Arduino GPIO Sinking vs Sourcing Current: Avoid Burnt Pins | ShillehTek

Project Overview

Arduino (ATmega328P) GPIO sinking vs sourcing current: You will learn how an Arduino pin sources or sinks current when driving an LED or module input, and how to keep your MCU within safe current limits.

This guide explains sinking vs sourcing in plain English, shows the wiring differences with diagrams, lists the current limits that matter, and connects the concept to relay modules, transistors, and driver boards.

• Time: 15 to 25 minutes
• Skill level: Beginner
• What you will build: Two LED circuits (sourcing and sinking) and a simple understanding of when to use a relay or transistor instead of a GPIO pin

Parts List

From ShillehTek

• Arduino Nano V3.0 (or UNO) - the ATmega328P-based board used in the examples
• 830-Point Breadboard - for quickly building and comparing both wiring styles
• DuPont Jumper Wires (120-pc) - for breadboard connections
• 1-Channel 5V Relay Module - a classic example of an "active LOW" input and why GPIO needs help switching coils
• L298N Motor Driver Board - for higher-current loads where direct GPIO drive is not appropriate

External

• A couple of LEDs and 220 ohm resistors
• One pushbutton
• Optional: a 2N2222 or 2N3904 NPN transistor for the transistor demo

Note: The ATmega328P has a 40 mA absolute maximum per pin, but 20 mA is the commonly used safe continuous value. Also watch the total current across all pins combined.

Step-by-Step Guide

Step 1 - Learn the plain-English definition

Goal: Understand what it means for a GPIO pin to source current versus sink current.

What to do: Think of current like water flow in a pipe and the Arduino pin like a faucet you can push from or pull into.

• Sourcing means the pin pushes current out. You wire the load (LED + resistor) between the pin and GND. Current flows out of the pin, through the LED, to ground. digitalWrite(pin, HIGH) turns it on.
• Sinking means the pin pulls current in. You wire the load between +5 V and the pin. Current flows into the pin from the load. digitalWrite(pin, LOW) turns it on.

Expected result: You can look at a wiring diagram and correctly say whether the pin is sourcing or sinking current.

Step 2 - Wire sourcing vs sinking, side by side

Goal: See the physical wiring difference and the logic difference (HIGH vs LOW) in a concrete LED example.

What to do: Build the two LED circuits on a breadboard: one where the pin sources current to the LED, and one where the pin sinks current from the LED.

Code:

// SOURCING: pin -> LED -> resistor -> GND
//          digitalWrite(13, HIGH)  -> LED ON
//          digitalWrite(13, LOW)   -> LED OFF
pinMode(13, OUTPUT);
digitalWrite(13, HIGH);

// SINKING:  +5V -> resistor -> LED -> pin
//          digitalWrite(13, LOW)   -> LED ON
//          digitalWrite(13, HIGH)  -> LED OFF
pinMode(13, OUTPUT);
digitalWrite(13, LOW);

Expected result: You understand why the sinking version is inverted (LOW turns the LED on), which is the same pattern used by many "active LOW" relay modules.

Step 3 - Memorize the current limits that protect your Arduino

Goal: Know the numbers that keep an ATmega328P-based Arduino alive.

What to do: Use these limits as your decision point for whether a GPIO pin can directly drive a load.

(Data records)
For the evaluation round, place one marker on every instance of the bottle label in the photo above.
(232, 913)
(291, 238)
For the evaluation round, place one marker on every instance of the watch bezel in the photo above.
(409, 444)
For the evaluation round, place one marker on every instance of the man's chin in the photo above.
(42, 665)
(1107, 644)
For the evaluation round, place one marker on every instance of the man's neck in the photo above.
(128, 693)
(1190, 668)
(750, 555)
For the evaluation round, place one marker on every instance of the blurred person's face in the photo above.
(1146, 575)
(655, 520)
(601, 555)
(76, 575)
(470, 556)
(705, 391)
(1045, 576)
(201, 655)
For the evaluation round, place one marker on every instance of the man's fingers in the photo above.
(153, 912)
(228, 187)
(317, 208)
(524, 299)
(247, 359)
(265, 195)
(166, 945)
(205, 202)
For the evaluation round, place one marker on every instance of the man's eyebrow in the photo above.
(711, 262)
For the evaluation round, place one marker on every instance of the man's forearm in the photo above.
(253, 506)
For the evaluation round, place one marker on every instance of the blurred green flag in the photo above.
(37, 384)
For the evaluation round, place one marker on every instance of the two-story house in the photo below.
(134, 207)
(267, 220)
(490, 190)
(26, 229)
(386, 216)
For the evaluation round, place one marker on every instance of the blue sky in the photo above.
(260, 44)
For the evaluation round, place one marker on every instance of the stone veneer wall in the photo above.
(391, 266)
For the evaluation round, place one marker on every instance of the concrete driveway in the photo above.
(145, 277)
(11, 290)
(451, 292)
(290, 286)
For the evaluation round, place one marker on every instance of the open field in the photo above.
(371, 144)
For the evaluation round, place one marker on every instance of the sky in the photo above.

Prompt 1.
Count the lines in the rows that contain the string "blurred", matching case exactly, and reply with only the number.
Prompt 2.
Extend the Arduino sinking-versus-sourcing guide, picking up right after its final sentence.

Reply 1.
2

Reply 2.
• Per-pin absolute maximum: 40 mA.
• Per-pin safe continuous: 20 mA.
• Total across all pins combined: 200 mA.

An LED at 20 mA is fine. A 12 V relay coil drawing 75 mA is not. Wiring a relay coil straight to a GPIO pin can destroy that pin, and sometimes the whole MCU.

Expected result: You can quickly classify a load as safe for direct GPIO drive or not.

Step 4 - Connect the concept to relay modules

Goal: Understand why relay boards exist and what the GPIO is really doing when you drive one.

What to do: Treat a relay module input as a low-current control signal, not as the relay coil itself. Relay boards (like the 1-channel 5 V relay module) include an opto-isolator and an NPN transistor so the Arduino can sink only a few milliamps to switch a coil that needs much more current.

Expected result: You understand that the module does the heavy lifting and the Arduino pin is only signaling.

Step 5 - Review the NPN transistor "current sink" pattern

Goal: Learn the textbook method for switching higher-current loads with a low-current GPIO signal.

What to do: Follow the standard NPN low-side switch idea: the Arduino pin sources a small base current, and the transistor sinks the larger load current.

Code:

// Arduino pin -> 1k resistor -> transistor BASE
// Load+      -> +supply
// Load-      -> transistor COLLECTOR
// transistor EMITTER -> GND
//
// digitalWrite(pin, HIGH) -> transistor saturates
//                        -> load current sinks through the transistor
// The Arduino pin only sources ~5 mA into the base.

For motor-class loads, skip the bare transistor and use a real driver like the L298N motor driver board.

Expected result: You can describe why a transistor protects the GPIO while allowing higher load current.

Step 6 - Decide when to sink vs source

Goal: Apply sinking and sourcing to common Arduino situations.

What to do: Use these rules of thumb when you choose a wiring style:

• Indicator LEDs: either works. Sourcing is often more intuitive (HIGH = on).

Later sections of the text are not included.